▶ **Directions**: Extract every line of the data below and reproduce each one unchanged, character for character.

▶ **Listing**:
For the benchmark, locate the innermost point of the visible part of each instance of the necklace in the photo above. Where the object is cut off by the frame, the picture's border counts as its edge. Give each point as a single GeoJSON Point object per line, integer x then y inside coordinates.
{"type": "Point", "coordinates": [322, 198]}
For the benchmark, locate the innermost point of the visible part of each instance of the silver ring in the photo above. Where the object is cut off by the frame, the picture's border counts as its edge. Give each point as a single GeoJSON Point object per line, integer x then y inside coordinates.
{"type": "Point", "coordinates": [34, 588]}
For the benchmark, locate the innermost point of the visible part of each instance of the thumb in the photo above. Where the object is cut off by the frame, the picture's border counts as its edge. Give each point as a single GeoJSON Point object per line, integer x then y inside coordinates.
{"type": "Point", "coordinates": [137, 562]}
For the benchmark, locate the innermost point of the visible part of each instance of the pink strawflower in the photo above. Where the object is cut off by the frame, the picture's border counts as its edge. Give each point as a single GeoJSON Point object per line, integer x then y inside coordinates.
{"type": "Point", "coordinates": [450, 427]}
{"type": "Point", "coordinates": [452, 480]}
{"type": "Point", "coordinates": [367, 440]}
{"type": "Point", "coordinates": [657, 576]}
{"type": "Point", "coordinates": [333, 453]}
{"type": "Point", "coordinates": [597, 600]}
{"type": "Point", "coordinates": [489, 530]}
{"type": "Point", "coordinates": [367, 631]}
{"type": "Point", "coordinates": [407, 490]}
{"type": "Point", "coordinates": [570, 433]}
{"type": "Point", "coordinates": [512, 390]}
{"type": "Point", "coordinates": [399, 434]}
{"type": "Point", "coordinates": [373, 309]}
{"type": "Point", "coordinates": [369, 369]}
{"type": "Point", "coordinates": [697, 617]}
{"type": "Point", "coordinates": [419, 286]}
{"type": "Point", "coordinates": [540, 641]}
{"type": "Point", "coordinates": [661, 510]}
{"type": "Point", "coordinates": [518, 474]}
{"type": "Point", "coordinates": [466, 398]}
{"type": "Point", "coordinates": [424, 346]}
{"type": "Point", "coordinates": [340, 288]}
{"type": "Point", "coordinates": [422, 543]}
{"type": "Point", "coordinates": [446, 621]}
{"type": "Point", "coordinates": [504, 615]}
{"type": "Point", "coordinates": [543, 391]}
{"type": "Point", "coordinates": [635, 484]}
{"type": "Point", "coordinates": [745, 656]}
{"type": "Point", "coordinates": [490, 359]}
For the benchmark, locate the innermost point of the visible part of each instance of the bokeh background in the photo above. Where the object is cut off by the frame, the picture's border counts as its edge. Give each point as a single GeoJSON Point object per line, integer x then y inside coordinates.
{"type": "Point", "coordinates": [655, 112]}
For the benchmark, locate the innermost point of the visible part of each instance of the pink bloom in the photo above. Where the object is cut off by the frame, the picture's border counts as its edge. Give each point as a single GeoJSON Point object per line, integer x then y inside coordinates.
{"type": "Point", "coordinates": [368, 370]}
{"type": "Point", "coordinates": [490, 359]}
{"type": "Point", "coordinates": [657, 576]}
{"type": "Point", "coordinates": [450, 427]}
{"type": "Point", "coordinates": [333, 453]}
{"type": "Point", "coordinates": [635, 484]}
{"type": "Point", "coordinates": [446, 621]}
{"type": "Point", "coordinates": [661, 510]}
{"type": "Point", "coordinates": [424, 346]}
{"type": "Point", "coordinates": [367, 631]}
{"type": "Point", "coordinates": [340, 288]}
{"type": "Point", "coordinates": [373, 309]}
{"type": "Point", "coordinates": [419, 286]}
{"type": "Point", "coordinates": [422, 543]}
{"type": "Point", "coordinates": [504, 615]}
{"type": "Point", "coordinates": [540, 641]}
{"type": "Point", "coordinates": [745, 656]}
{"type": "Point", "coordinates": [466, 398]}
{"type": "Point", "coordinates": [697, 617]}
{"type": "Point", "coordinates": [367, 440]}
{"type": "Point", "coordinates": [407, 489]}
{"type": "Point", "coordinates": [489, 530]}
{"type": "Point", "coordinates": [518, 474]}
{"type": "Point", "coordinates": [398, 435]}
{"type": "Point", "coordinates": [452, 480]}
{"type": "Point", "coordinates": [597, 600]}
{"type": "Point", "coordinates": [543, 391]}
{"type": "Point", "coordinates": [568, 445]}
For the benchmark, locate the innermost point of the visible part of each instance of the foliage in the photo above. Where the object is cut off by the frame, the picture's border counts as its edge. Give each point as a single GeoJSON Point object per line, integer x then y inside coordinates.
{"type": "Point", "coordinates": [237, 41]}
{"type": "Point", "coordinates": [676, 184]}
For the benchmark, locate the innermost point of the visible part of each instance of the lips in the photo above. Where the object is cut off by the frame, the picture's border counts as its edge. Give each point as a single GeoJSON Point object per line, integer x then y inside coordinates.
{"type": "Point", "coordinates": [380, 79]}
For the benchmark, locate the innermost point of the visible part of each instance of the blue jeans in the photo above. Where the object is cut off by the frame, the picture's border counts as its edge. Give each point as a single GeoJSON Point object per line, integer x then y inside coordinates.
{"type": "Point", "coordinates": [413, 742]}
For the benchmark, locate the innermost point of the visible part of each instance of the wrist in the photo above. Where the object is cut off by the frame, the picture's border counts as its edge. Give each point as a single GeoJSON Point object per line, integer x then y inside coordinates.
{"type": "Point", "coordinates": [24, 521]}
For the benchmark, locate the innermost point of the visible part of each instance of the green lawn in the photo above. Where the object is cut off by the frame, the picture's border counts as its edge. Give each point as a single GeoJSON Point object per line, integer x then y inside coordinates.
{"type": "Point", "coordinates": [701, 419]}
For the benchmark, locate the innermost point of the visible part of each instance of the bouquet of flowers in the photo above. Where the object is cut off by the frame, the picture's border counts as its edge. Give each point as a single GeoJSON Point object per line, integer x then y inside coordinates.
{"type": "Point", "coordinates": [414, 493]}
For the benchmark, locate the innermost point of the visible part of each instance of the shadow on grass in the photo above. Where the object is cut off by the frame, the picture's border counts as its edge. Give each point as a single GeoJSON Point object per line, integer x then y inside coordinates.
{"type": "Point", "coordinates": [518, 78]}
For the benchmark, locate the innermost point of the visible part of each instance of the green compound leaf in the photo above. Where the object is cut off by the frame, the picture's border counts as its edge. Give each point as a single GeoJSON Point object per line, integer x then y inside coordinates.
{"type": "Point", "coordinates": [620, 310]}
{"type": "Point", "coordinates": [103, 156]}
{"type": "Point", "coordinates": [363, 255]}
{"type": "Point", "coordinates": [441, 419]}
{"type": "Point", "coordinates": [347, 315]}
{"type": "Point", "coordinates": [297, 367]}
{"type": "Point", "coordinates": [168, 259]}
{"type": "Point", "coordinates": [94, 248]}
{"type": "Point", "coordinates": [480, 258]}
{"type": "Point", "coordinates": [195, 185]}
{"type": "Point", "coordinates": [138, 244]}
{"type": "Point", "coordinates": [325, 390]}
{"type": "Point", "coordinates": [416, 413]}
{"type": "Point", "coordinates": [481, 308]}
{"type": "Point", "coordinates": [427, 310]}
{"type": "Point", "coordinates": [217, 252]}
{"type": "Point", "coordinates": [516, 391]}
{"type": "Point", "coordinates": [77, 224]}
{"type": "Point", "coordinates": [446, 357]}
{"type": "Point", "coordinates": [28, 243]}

▶ **Correct response**:
For the benchmark, locate the innermost point of the visible part of each instance of the necklace in the photo above. Where the object is cut off by the frame, the picture's border counts as its edge. Give each point as a single GeoJSON Point object per line, integer x then y inside coordinates.
{"type": "Point", "coordinates": [322, 198]}
For the benchmark, locate the innermost point of the visible part of each instance of the silver ring in the photo above. Where the object is cut off by the frame, the picture's border counts as its edge. Give each point as a single GeoJSON Point object per line, integer x then y inside coordinates.
{"type": "Point", "coordinates": [34, 588]}
For the benchmark, locate the innermost point of the visible part of each instance of the thumb in the photo above. Where the object is cut off by the frame, the picture's border counts as its edge. Give each point as a single GeoJSON Point object per line, integer x then y inside coordinates.
{"type": "Point", "coordinates": [137, 562]}
For the benchmark, locate the innermost point of the visible part of each instance of the pink strawflower in the photo above. Where the object is cut off by the frame, the picture's border counts as its edge. Give each point as a single GeoJSON Point object per line, integer x then y inside coordinates.
{"type": "Point", "coordinates": [450, 427]}
{"type": "Point", "coordinates": [452, 480]}
{"type": "Point", "coordinates": [367, 440]}
{"type": "Point", "coordinates": [657, 576]}
{"type": "Point", "coordinates": [333, 453]}
{"type": "Point", "coordinates": [597, 600]}
{"type": "Point", "coordinates": [489, 530]}
{"type": "Point", "coordinates": [367, 631]}
{"type": "Point", "coordinates": [407, 490]}
{"type": "Point", "coordinates": [570, 433]}
{"type": "Point", "coordinates": [512, 390]}
{"type": "Point", "coordinates": [399, 434]}
{"type": "Point", "coordinates": [373, 309]}
{"type": "Point", "coordinates": [369, 369]}
{"type": "Point", "coordinates": [697, 617]}
{"type": "Point", "coordinates": [419, 286]}
{"type": "Point", "coordinates": [540, 641]}
{"type": "Point", "coordinates": [661, 510]}
{"type": "Point", "coordinates": [518, 474]}
{"type": "Point", "coordinates": [466, 398]}
{"type": "Point", "coordinates": [424, 346]}
{"type": "Point", "coordinates": [340, 288]}
{"type": "Point", "coordinates": [422, 543]}
{"type": "Point", "coordinates": [446, 621]}
{"type": "Point", "coordinates": [504, 615]}
{"type": "Point", "coordinates": [543, 391]}
{"type": "Point", "coordinates": [635, 484]}
{"type": "Point", "coordinates": [745, 656]}
{"type": "Point", "coordinates": [490, 359]}
For the benchmark, locate the innermost point of the visible part of each instance of the bokeh background in the photo above. Where the object is cut off by the frame, the picture's border counts as its edge. Give each point as a single GeoJSON Point object per line, integer x then y inside coordinates.
{"type": "Point", "coordinates": [655, 112]}
For the benchmark, locate the innermost point of the visible part of each instance of the pink bloom in the photo above. Where the object is cut off by the frame, the picture's border counts as its edge. Give each point as a single GeoJSON Point object per line, integer x then y inside coordinates.
{"type": "Point", "coordinates": [368, 370]}
{"type": "Point", "coordinates": [490, 359]}
{"type": "Point", "coordinates": [657, 576]}
{"type": "Point", "coordinates": [450, 427]}
{"type": "Point", "coordinates": [333, 453]}
{"type": "Point", "coordinates": [635, 484]}
{"type": "Point", "coordinates": [446, 621]}
{"type": "Point", "coordinates": [661, 510]}
{"type": "Point", "coordinates": [424, 346]}
{"type": "Point", "coordinates": [367, 631]}
{"type": "Point", "coordinates": [340, 288]}
{"type": "Point", "coordinates": [373, 309]}
{"type": "Point", "coordinates": [419, 286]}
{"type": "Point", "coordinates": [422, 543]}
{"type": "Point", "coordinates": [504, 615]}
{"type": "Point", "coordinates": [540, 641]}
{"type": "Point", "coordinates": [745, 656]}
{"type": "Point", "coordinates": [466, 398]}
{"type": "Point", "coordinates": [697, 617]}
{"type": "Point", "coordinates": [367, 440]}
{"type": "Point", "coordinates": [407, 489]}
{"type": "Point", "coordinates": [489, 530]}
{"type": "Point", "coordinates": [518, 474]}
{"type": "Point", "coordinates": [398, 435]}
{"type": "Point", "coordinates": [452, 480]}
{"type": "Point", "coordinates": [597, 600]}
{"type": "Point", "coordinates": [543, 391]}
{"type": "Point", "coordinates": [568, 445]}
For the benchmark, locate the innermost point of the visible part of each instance of the foliage in the photo above. Where the object is cut off by the frame, the picture's border counts as its edge. Give each point as a single GeoJSON Point object per line, integer x then y inside coordinates.
{"type": "Point", "coordinates": [237, 41]}
{"type": "Point", "coordinates": [676, 184]}
For the benchmark, locate the innermost point of the visible part of each instance of the lips in the photo above. Where the object is cut off by the frame, the picture's border counts as its edge. Give each point as a single GeoJSON Point object per line, integer x then y inside coordinates.
{"type": "Point", "coordinates": [380, 79]}
For the benchmark, locate the innermost point of the visible part of each instance of the blue jeans in the photo above. Where the object is cut off by the frame, the picture's border counts as its edge. Give each point as a single GeoJSON Point object per line, integer x then y inside coordinates.
{"type": "Point", "coordinates": [413, 742]}
For the benchmark, locate the innermost point of the visible part of each instance of the wrist in the photo above. Where the object is cut off by the frame, the picture's border counts as its edge. Give each point as a single GeoJSON Point object per line, integer x then y inside coordinates.
{"type": "Point", "coordinates": [24, 521]}
For the benchmark, locate the innermost point of the visible part of each instance of the green lawn in the photo above. Where the object is cut off by the frame, the picture's border counts as its edge. Give each point as a single GeoJSON Point object per line, integer x then y inside coordinates.
{"type": "Point", "coordinates": [701, 419]}
For the benchmark, locate the innermost point of the visible part of each instance of the bouquet of flowers in the photo above. Where the object is cut off by the frame, the picture's border counts as its edge. Give each point as a single GeoJSON Point object per line, integer x then y inside coordinates.
{"type": "Point", "coordinates": [414, 493]}
For the benchmark, locate the innermost point of the visible part of each instance of the shadow on grass in the photo above. Where the object is cut off by the frame, the picture's border counts as its edge. Give each point as a single GeoJSON Point object per line, integer x then y inside coordinates.
{"type": "Point", "coordinates": [518, 78]}
For the benchmark, locate the innermost point of the visible part of each instance of the green compound leaf in the photo above. Where the object is cut off by the frame, the picture's border counts as its edge. Give each point as a single GeoJSON Point object per line, integer x then y inside coordinates.
{"type": "Point", "coordinates": [620, 310]}
{"type": "Point", "coordinates": [103, 156]}
{"type": "Point", "coordinates": [363, 255]}
{"type": "Point", "coordinates": [441, 419]}
{"type": "Point", "coordinates": [347, 315]}
{"type": "Point", "coordinates": [297, 367]}
{"type": "Point", "coordinates": [168, 259]}
{"type": "Point", "coordinates": [94, 248]}
{"type": "Point", "coordinates": [480, 258]}
{"type": "Point", "coordinates": [195, 185]}
{"type": "Point", "coordinates": [138, 244]}
{"type": "Point", "coordinates": [325, 390]}
{"type": "Point", "coordinates": [416, 413]}
{"type": "Point", "coordinates": [481, 308]}
{"type": "Point", "coordinates": [427, 310]}
{"type": "Point", "coordinates": [217, 252]}
{"type": "Point", "coordinates": [516, 391]}
{"type": "Point", "coordinates": [77, 224]}
{"type": "Point", "coordinates": [446, 357]}
{"type": "Point", "coordinates": [28, 243]}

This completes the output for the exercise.